====== Sección del documento ======
EL MISTERIO DE LA NAVIDAD
POR: EDITH STEIN, SANTA
TERESA BENEDICTA DE LA CRUZ
(Escritos
Espirituales, BAC, 1998)
Nos encontramos
en medio del tiempo navideño. La gran solemnidad, que nos ha precedido como
una estrella luminosa en el oscuro cielo nocturno del adviento, ha pasado, quizás
para algunos de nosotros, demasiado deprisa. No ha permanecido en silencio
como la estrella sobre el pesebre de belén. Ha pasado como un susurro y
quizás permanecimos asustados porque no pudimos comprender o sacar nada en
limpio de lo que nos quiso y pudo traer. Resulta ciertamente consolador que la Iglesia tenga en cuenta,
al igual que una buena madre, la debilidad de sus hijos y que haya previsto
un buen número de semanas para el tiempo natalicio. Así se puede aún
recuperar algo de lo que se ha perdido; e incluso para hoy no se me ocurre
nada mejor que el que permanezcamos un poco en silencio y volvamos la mirada
a las semanas pasadas.
====== Datos sin procesar ======
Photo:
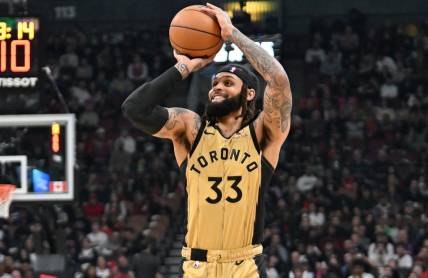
======
**Enunciado 1:** Transcribe, del texto sobre el misterio de la Navidad, el fragmento que va desde "Nos encontramos" hasta "las semanas pasadas.".
**Enunciado 2:** Traduce al inglés esta oración del texto sobre el misterio de la Navidad: «Resulta ciertamente consolador que la Iglesia tenga en cuenta, al igual que una buena madre, la debilidad de sus hijos y que haya previsto un buen número de semanas para el tiempo natalicio.»

**Respuesta final 1:**
Nos encontramos
en medio del tiempo navideño. La gran solemnidad, que nos ha precedido como
una estrella luminosa en el oscuro cielo nocturno del adviento, ha pasado, quizás
para algunos de nosotros, demasiado deprisa. No ha permanecido en silencio
como la estrella sobre el pesebre de belén. Ha pasado como un susurro y
quizás permanecimos asustados porque no pudimos comprender o sacar nada en
limpio de lo que nos quiso y pudo traer. Resulta ciertamente consolador que la Iglesia tenga en cuenta,
al igual que una buena madre, la debilidad de sus hijos y que haya previsto
un buen número de semanas para el tiempo natalicio. Así se puede aún
recuperar algo de lo que se ha perdido; e incluso para hoy no se me ocurre
nada mejor que el que permanezcamos un poco en silencio y volvamos la mirada
a las semanas pasadas.

**Respuesta final 2:** It is certainly comforting that the Church, like a good mother, takes into account the weakness of her children and has set aside a good number of weeks for the Christmas season.